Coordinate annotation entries
▬▬▬▬▬▬▬▬▬▬
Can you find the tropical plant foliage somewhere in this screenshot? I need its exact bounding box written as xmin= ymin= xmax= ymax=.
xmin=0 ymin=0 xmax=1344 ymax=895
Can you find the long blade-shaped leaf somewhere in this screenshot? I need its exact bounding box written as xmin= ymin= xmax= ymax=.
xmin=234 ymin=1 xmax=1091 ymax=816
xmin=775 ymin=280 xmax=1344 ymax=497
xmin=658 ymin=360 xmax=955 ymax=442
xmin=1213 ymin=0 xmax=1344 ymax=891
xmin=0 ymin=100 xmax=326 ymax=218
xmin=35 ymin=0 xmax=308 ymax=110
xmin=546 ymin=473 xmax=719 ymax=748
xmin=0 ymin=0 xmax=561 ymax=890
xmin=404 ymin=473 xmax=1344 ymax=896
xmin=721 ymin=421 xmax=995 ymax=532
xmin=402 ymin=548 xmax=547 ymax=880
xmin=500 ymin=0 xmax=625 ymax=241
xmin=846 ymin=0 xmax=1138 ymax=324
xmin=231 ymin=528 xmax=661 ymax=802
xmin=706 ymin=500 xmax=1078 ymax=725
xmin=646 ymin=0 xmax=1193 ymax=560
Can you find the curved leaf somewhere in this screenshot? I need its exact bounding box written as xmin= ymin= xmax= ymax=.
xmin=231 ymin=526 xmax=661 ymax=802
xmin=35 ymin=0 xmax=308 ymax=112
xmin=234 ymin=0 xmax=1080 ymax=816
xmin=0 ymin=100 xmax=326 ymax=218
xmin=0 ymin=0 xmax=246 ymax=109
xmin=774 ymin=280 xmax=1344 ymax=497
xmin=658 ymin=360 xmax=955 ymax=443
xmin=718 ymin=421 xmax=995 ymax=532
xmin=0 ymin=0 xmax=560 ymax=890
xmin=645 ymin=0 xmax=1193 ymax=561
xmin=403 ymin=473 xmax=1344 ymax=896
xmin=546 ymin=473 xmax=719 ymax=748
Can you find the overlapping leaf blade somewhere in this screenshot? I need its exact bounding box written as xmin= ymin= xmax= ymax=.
▬▬▬▬▬▬▬▬▬▬
Extract each line of the listing above that contains the string "blade".

Output —
Can you find the long blade-shaped leaf somewhere in this screenshot? I need its exact bounding box written as xmin= ymin= xmax= ymax=.
Can you find the overlapping leaf blade somewhere in this screenshot? I need its exact bounding box written as xmin= ymin= xmax= ymax=.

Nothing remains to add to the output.